(TASK MATERIAL Opens)
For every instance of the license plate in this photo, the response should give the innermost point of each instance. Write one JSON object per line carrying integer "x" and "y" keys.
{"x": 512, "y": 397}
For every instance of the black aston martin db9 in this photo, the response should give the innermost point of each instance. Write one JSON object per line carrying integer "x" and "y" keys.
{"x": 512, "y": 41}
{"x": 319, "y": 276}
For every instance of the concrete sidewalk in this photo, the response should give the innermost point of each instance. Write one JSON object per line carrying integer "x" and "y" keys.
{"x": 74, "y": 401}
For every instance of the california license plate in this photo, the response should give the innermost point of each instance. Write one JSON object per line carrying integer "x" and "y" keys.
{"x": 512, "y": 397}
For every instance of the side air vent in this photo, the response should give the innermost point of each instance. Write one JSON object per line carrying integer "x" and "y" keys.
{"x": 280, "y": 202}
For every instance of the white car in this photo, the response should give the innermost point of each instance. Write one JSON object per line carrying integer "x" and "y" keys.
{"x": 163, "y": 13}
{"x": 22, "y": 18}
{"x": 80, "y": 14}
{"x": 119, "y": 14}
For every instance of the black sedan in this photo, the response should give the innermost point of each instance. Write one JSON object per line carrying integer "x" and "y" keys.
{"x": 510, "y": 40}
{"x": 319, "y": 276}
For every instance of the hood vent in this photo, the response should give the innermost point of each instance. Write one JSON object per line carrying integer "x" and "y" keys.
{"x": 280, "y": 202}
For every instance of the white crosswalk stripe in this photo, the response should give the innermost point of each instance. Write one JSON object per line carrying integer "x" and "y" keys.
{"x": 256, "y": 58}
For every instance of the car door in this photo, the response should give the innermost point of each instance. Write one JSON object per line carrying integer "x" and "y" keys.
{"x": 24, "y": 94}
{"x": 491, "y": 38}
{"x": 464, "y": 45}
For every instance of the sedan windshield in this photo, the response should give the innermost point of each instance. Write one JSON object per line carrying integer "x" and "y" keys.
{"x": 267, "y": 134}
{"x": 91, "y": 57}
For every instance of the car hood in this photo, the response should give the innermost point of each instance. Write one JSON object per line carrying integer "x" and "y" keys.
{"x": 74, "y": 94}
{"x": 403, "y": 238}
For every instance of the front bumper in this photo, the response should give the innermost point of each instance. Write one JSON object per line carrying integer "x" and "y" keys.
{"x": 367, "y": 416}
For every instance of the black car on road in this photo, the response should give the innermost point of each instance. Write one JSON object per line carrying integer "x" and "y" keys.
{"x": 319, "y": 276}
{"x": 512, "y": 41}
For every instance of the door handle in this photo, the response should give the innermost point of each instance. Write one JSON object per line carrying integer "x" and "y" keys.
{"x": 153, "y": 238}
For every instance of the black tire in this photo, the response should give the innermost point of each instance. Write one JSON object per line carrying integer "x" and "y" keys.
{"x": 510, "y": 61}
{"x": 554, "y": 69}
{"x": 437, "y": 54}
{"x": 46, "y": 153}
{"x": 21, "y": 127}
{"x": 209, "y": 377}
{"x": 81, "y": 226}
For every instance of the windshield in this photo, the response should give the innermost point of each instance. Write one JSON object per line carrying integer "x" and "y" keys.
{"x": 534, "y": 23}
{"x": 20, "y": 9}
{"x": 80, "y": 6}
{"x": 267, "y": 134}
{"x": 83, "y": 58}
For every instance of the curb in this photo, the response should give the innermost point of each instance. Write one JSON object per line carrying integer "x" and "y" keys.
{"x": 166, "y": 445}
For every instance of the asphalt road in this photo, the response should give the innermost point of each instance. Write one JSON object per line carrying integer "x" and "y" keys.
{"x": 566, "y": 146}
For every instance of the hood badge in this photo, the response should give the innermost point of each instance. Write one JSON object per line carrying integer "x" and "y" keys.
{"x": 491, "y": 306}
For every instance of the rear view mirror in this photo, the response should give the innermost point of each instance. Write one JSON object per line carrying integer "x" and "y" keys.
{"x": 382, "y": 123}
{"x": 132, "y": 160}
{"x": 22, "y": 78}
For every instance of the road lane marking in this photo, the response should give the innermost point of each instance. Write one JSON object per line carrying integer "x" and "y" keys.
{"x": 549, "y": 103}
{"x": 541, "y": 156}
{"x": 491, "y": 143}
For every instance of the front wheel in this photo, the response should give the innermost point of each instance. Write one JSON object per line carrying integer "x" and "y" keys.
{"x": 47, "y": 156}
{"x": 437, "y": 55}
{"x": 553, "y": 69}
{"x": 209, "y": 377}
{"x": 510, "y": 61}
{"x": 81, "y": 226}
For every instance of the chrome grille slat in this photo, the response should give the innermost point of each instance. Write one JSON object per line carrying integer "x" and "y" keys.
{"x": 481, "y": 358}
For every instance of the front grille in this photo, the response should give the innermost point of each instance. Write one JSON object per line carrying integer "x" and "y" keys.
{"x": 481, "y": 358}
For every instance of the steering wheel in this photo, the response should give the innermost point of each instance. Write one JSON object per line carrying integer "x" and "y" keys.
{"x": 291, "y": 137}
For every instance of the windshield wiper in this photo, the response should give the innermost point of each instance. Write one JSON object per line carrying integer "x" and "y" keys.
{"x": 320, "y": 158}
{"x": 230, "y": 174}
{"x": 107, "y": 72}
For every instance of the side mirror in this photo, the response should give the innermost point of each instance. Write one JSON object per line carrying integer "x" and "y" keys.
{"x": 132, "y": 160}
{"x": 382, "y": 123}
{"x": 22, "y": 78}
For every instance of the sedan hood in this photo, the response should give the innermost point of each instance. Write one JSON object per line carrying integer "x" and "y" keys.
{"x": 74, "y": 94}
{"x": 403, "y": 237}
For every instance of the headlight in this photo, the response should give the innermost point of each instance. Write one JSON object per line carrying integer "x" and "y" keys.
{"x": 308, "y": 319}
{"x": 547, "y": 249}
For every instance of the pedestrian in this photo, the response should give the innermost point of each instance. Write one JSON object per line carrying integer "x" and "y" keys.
(TASK MATERIAL Closes)
◆ **TASK REQUIREMENTS**
I would like the records restated exactly, with every line intact.

◆ **WRITTEN RESPONSE**
For every instance of the license plate in this photo, the response should give the innermost point of each instance. Write one JSON object per line carrying integer "x" and "y" keys.
{"x": 512, "y": 397}
For every instance of the black aston martin db9 in this photo, the response should give the innermost point of each instance. Write one JSON object per line carrying integer "x" and "y" keys.
{"x": 512, "y": 41}
{"x": 319, "y": 276}
For every instance of the concrete sidewalk in this photo, the response should give the innermost point of each instance. Write one JSON object per line carrying integer "x" and "y" keys.
{"x": 74, "y": 401}
For every instance of the california license plate in this photo, the response should give the innermost point of each instance. Write one JSON object per line carrying integer "x" and "y" keys.
{"x": 512, "y": 397}
For every instance of the side air vent in this photo, the response should give the innermost point of each instance. Write one JSON object per line carrying integer "x" and "y" keys.
{"x": 280, "y": 202}
For every instance of the white car in this photo, the response should give the innermost point of each instance. Write one JSON object per line carrying integer "x" and "y" keys.
{"x": 163, "y": 13}
{"x": 22, "y": 18}
{"x": 80, "y": 14}
{"x": 119, "y": 14}
For every instance of the black sedan in this photo, the response should give the innermost point of each instance. Write one JSON object per line carrying integer "x" and "y" keys.
{"x": 510, "y": 40}
{"x": 319, "y": 276}
For every instance of the hood vent in this photo, the response should give the innermost point of each instance. Write one JSON object per line carrying integer "x" and "y" keys.
{"x": 280, "y": 202}
For every instance of the white crosswalk stripe in this photo, the response should give the innermost point of each instance. Write one JSON object per line carrying integer "x" and "y" keys.
{"x": 256, "y": 58}
For every instance of the car door in this photo, the response should give the innermost point of each instance. Write one JSON object per line carrying integer "x" and "y" keys.
{"x": 24, "y": 94}
{"x": 491, "y": 38}
{"x": 464, "y": 45}
For every instance of the sedan windshield in this photo, the response should give the innermost point of each instance. Write one JSON object per line carrying integer "x" and "y" keys.
{"x": 267, "y": 134}
{"x": 91, "y": 57}
For every instance of the car hood in this photo, the response should give the innermost point of each instance. Write one JSON object per line carrying integer "x" and "y" keys.
{"x": 74, "y": 94}
{"x": 403, "y": 238}
For every instance of the front bumper in this photo, the response should give the innermost point of each instance. Write one JSON object per line carrying integer "x" and "y" keys.
{"x": 367, "y": 416}
For every instance of the black car on road in this photo, the response should give the innermost point of each instance. Write one JSON object per line carrying integer "x" and "y" keys.
{"x": 319, "y": 276}
{"x": 512, "y": 41}
For every instance of the door handle in this photo, the response should give the innermost point of each instance. Write one JSON object per line carrying integer "x" and "y" keys.
{"x": 153, "y": 238}
For every instance of the black tire in this photo, the response should give the innermost point of each instance. Write one JSON object per line carrying integer "x" and "y" keys.
{"x": 510, "y": 61}
{"x": 554, "y": 69}
{"x": 437, "y": 54}
{"x": 46, "y": 153}
{"x": 21, "y": 127}
{"x": 209, "y": 377}
{"x": 81, "y": 226}
For every instance of the windshield in this photo, the response should give the innermost point of each instance. Write one JSON object per line carrying integer "x" and "y" keys.
{"x": 534, "y": 23}
{"x": 20, "y": 9}
{"x": 80, "y": 6}
{"x": 267, "y": 134}
{"x": 83, "y": 58}
For every instance of the curb in this photo, the response should give the innermost point of each instance. Write one JSON object per line carrying integer "x" and "y" keys.
{"x": 166, "y": 445}
For every instance of the asphalt road in this photo, the response should give the innermost point of each instance. Write one JSON object per line carrying integer "x" and "y" keys.
{"x": 566, "y": 146}
For every instance of the hood badge in this photo, the response should give the innermost point of each instance. Write one JSON object per line carrying integer "x" and "y" keys.
{"x": 491, "y": 306}
For every instance of the rear view mirror in this photo, the response should give the innermost point of each instance. Write one JSON object per line carrying integer "x" and "y" keys.
{"x": 382, "y": 123}
{"x": 132, "y": 160}
{"x": 22, "y": 78}
For every instance of the road lane marking in this photo, the response should give the innermost point of each instance. Write one JSON object per line carrying integer "x" and "y" keys.
{"x": 549, "y": 103}
{"x": 541, "y": 156}
{"x": 491, "y": 143}
For every instance of the front wheel in this photo, the response should give the innermost point of each instance. Write one JSON object per line carrying integer "x" and "y" keys.
{"x": 47, "y": 156}
{"x": 437, "y": 55}
{"x": 553, "y": 69}
{"x": 209, "y": 377}
{"x": 510, "y": 61}
{"x": 81, "y": 226}
For every instance of the chrome grille slat in this photo, the response should give the innermost point of each instance. Write one JSON object per line carrying integer "x" and "y" keys.
{"x": 481, "y": 358}
For every instance of the front grille in this photo, the response should give the innermost point of each instance. Write one JSON object per line carrying integer "x" and "y" keys.
{"x": 481, "y": 358}
For every instance of the steering wheel in this photo, the response should give the innermost point of each instance. Write one JSON object per line carrying integer "x" and "y" keys.
{"x": 291, "y": 137}
For every instance of the windshield wiper in this photo, the response should give the innermost point of each instance. Write one JSON object per line carrying integer "x" and "y" keys.
{"x": 320, "y": 158}
{"x": 230, "y": 174}
{"x": 107, "y": 72}
For every instance of the side mirror in this photo, the response should give the innermost point of each instance. Write one JSON object per line carrying integer "x" and "y" keys.
{"x": 132, "y": 160}
{"x": 382, "y": 123}
{"x": 22, "y": 78}
For every instance of the sedan hood in this photo, the response should give the innermost point of each instance. Write one JSON object per line carrying integer "x" and "y" keys.
{"x": 74, "y": 94}
{"x": 403, "y": 237}
For every instance of the headlight in this photo, the response should give the innermost point of each instance. Write one JSON object per line carrying integer "x" and "y" keys.
{"x": 308, "y": 319}
{"x": 547, "y": 249}
For every instance of the pedestrian in this photo, the response should give the innermost point of each instance. Write one JSON object per line carrying integer "x" and "y" keys.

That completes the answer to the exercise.